____ Supplied passage
EP by Teenage Jesus and the Jerks
- Released: November 1979
- Recorded: 1977
- Genre: No wave
- Length: 6:06
- Label: ZE

Teenage Jesus and the Jerks chronology
| Teenage Jesus and the Jerks (1979) | Pre Teenage Jesus and the Jerks (1979) | Everything (1995) |

= Pre Teenage Jesus and the Jerks =

Pre Teenage Jesus and the Jerks is a single by Teenage Jesus and the Jerks, released in November 1979 by ZE Records.

The release presents 1977 recordings, a prehistory of the band. Teenage Jesus and the Jerks (Lydia Lunch with Gordon Stevenson and Bradley Field) would rerecord "The Closet" for the 1978 No New York compilation.

Professional ratings
Review scores
| Source | Rating |
| Spin Alternative Record Guide | 4/10 |

==Track listing==

Side one
| No. | Title | Length |
|---|---|---|
| 1. | "The Closet" | 2:54 |

Side two
| No. | Title | Length |
|---|---|---|
| 1. | "Less of Me" | 1:38 |
| 2. | "My Eyes" | 1:34 |

==Personnel==
Adapted from the Pre Teenage Jesus and the Jerks liner notes.
________
____ Stored data
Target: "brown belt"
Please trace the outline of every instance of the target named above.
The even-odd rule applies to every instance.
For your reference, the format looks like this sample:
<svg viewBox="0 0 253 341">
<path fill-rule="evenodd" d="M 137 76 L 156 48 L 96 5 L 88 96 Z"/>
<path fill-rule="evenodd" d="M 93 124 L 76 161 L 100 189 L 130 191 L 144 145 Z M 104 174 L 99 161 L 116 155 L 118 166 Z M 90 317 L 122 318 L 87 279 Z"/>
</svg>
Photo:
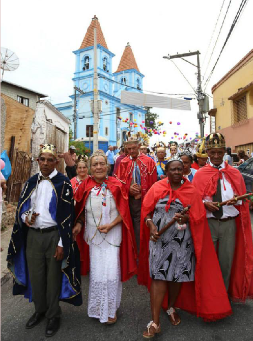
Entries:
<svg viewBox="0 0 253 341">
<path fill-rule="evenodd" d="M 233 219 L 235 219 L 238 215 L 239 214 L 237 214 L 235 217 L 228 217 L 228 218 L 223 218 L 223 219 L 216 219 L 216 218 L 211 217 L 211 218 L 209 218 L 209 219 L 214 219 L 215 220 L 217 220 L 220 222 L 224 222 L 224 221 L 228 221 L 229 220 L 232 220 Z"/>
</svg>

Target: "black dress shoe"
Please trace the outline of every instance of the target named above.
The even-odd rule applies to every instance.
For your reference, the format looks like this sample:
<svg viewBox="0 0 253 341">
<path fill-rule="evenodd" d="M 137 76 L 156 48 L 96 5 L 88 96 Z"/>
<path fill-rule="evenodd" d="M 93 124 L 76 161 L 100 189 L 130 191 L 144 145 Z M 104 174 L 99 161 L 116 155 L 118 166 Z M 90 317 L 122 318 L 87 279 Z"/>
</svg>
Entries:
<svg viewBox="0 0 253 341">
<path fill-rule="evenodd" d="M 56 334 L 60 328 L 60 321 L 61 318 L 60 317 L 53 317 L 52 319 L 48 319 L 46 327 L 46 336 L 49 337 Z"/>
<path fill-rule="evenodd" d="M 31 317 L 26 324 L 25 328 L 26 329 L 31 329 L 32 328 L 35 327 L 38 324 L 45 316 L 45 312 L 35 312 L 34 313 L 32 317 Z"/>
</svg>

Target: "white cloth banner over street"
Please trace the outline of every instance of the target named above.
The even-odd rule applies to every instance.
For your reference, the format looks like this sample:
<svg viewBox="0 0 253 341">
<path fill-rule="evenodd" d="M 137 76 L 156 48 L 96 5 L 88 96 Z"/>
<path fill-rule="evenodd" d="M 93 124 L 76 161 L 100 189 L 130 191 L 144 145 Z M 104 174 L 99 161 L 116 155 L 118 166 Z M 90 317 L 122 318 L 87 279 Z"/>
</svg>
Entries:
________
# Actions to take
A - List every song title that appears in the track listing of the page on Pre Teenage Jesus and the Jerks.
B - Return the passage of the page on Pre Teenage Jesus and the Jerks from "The release presents" to "New York compilation.", copied word for word.
The rows play no part in what follows.

# Per-task outputs
A -
"The Closet"
"Less of Me"
"My Eyes"

B -
The release presents 1977 recordings, a prehistory of the band. Teenage Jesus and the Jerks (Lydia Lunch with Gordon Stevenson and Bradley Field) would rerecord "The Closet" for the 1978 No New York compilation.